══ PASSAGE ══

Tool 8.1 CARE Model: Planning Tool
Identify Concerns that must change (look to the future)
(Assign points to concerns from 1 to 3 in the order of the most important issues to consider.)
1.  Teacher’s negativity toward a different model of teaching.  Teachers would be teaching two grade levels, but only two subjects, for example, Language Arts/ Social Studies or Math and Science.  
2.  Teacher’s concern over what grade level they have to teach.
3.  Concern over how many parts/sections each subject has, for example, writing has four sub groups of grades that need to be assigned.
Identify Affirmations that must be sustained (look to the present)
(Assign points to affirmations from 1 to 3 in the order of the most important issues to consider.)
1. The belief that we do what is best for the children and not necessarily the grown-ups.
2.  Positive working relationships with colleagues helps make this model more efficient. The teachers piloting this model this year have a great relationship professionally and personally.

═══
══ EXTRACTED MATERIAL ══

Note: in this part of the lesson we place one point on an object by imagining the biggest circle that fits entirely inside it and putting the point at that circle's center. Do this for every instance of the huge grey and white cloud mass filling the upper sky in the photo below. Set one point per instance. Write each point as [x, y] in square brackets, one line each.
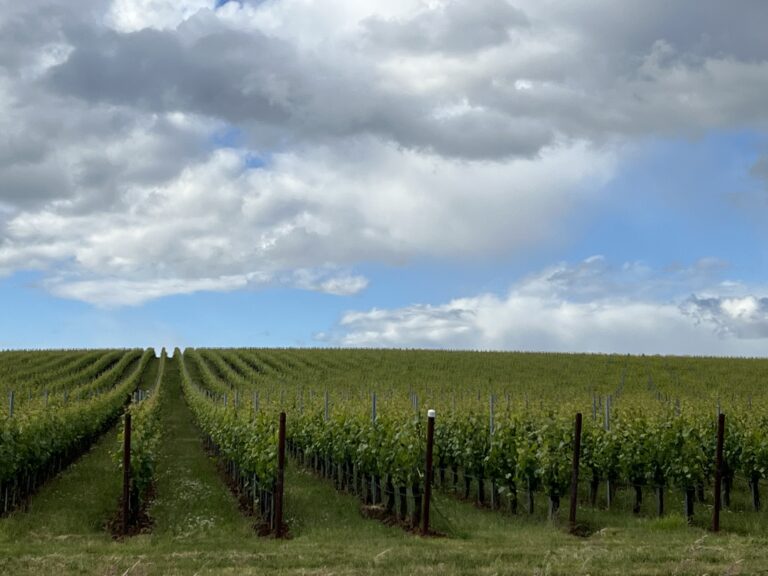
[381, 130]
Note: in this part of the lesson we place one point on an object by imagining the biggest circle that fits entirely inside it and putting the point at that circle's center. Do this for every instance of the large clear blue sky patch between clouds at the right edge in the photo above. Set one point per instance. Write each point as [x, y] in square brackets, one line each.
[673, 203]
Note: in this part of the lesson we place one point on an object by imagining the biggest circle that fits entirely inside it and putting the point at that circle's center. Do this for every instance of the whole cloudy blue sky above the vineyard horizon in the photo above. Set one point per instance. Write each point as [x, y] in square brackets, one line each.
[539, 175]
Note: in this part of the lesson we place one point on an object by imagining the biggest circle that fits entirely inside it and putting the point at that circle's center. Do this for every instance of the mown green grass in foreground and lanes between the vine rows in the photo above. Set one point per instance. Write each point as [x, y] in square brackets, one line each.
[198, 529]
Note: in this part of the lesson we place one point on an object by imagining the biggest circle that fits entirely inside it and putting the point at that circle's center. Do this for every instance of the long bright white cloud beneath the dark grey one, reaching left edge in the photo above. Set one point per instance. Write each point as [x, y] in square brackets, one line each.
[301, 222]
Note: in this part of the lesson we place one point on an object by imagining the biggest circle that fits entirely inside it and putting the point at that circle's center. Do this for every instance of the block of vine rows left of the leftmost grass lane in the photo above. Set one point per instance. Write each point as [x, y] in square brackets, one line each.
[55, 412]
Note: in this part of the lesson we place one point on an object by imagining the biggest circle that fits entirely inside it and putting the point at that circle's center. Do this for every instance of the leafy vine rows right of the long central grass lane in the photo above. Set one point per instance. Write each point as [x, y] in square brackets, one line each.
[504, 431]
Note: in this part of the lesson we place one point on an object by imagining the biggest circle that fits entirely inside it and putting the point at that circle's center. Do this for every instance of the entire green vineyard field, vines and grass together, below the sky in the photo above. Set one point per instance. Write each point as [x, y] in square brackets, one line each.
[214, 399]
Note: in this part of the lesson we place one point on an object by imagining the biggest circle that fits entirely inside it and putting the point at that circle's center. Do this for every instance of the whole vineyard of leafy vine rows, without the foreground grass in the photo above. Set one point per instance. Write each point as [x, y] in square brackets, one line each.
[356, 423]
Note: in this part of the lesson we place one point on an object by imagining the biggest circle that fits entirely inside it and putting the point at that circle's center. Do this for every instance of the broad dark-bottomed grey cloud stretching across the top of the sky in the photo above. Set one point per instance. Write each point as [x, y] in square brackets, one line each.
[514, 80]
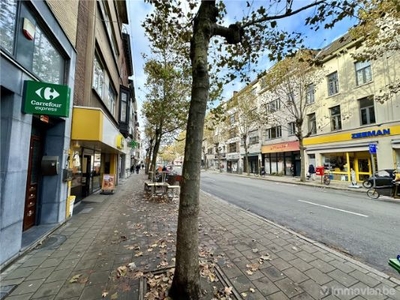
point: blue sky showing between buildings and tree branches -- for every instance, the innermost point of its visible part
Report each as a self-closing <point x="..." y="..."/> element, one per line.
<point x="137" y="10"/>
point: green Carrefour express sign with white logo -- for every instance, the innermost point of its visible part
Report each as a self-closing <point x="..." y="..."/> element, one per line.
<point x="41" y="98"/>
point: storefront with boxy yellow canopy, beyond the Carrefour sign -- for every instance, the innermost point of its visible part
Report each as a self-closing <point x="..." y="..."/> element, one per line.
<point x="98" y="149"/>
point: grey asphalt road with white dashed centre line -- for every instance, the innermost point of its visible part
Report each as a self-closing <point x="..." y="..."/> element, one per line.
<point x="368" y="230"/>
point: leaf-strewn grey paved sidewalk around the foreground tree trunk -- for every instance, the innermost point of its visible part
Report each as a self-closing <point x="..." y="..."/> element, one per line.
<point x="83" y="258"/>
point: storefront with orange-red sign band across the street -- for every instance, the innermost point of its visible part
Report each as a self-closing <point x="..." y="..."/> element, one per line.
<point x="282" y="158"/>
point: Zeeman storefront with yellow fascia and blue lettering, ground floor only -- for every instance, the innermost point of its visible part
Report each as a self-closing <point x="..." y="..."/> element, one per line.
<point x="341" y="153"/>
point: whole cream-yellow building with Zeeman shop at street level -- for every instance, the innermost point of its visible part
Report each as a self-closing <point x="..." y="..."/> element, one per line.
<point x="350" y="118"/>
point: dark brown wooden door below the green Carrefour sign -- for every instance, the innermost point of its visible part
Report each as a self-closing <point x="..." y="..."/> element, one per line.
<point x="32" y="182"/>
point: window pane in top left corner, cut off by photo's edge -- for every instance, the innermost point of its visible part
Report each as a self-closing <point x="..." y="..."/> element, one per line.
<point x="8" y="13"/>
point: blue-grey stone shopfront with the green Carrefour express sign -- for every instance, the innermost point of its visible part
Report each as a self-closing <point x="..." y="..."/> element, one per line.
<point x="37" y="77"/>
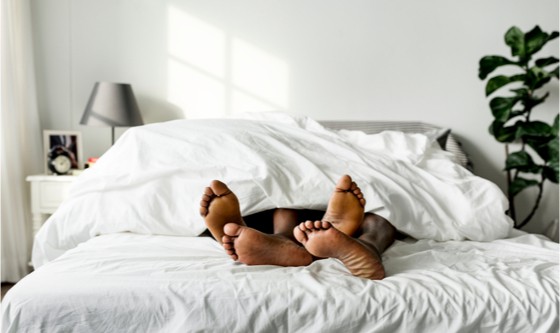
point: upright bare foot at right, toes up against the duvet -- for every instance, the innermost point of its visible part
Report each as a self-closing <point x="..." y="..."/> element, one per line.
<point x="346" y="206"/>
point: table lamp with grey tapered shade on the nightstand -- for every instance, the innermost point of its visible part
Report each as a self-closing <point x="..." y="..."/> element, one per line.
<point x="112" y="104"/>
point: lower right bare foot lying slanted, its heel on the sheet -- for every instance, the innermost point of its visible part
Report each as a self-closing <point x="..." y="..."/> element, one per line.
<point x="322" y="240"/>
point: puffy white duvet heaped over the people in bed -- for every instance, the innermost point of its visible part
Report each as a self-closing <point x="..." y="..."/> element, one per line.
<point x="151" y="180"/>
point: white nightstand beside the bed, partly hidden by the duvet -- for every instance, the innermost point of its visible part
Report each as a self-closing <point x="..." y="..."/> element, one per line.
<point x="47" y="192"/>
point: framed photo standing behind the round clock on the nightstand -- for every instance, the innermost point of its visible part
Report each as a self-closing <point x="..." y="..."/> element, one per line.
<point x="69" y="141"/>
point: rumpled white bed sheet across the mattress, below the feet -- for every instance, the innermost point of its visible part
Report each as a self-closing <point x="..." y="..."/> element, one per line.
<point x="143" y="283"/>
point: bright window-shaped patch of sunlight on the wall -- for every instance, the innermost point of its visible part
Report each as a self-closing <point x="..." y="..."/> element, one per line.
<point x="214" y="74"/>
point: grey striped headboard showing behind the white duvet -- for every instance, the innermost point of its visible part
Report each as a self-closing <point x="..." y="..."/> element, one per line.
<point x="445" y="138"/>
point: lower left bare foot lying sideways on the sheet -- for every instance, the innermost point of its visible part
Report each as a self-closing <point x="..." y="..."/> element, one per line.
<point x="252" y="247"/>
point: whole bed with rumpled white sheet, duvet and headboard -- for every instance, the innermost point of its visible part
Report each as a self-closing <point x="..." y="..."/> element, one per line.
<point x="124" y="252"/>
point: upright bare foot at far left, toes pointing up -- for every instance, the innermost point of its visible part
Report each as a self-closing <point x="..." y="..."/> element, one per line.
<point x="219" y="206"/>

═══

▶ **PROBLEMS TO WORK ON**:
(a) Answer these questions from the planning tool:
(i) Under the first concern, how many grade levels and how many subjects would teachers be teaching?
(ii) How many sub groups of grades does writing have?
(iii) What kind of relationship do the teachers piloting the model this year have?
(b) Continue the CARE planning tool text from the point where it stops.

▶ **YOUR RESPONSES**:
(a)
(i) Two grade levels and two subjects.
(ii) Four.
(iii) A great relationship, both professionally and personally.

(b)
3.  For the most part, the staff has a positive working relationship and must maintain those relationships to allow this model to be successful.
SMART Recommendations that must be implemented:
(Specific, Measurable, Attainable, Relevant, Timely)
(Assign points to recommendations from 1 to 3 in the order of the most important recommendations to implement.)
1.  In teaching multiple grades, allow teachers to have one of those grades be a grade-level that they are currently teaching.
2.  I will look at benchmark data and curriculum assessments to see how these students are performing compared to classrooms that are not using this model.
3.  During faculty meetings, allow for concerns and ideas to resolve any issues that may arise using this model.
EVALUATE – Specifically and Often
(Identify the best ways to evaluate the implemented recommendations.)
1.   One way to evaluate would be to look at benchmark testing and assessments.
2.   Provide online surveys to provide another avenue to voice concerns.
3.   Provide parent and student surveys and/or interviews to see what the public and intended audience thinks about this model.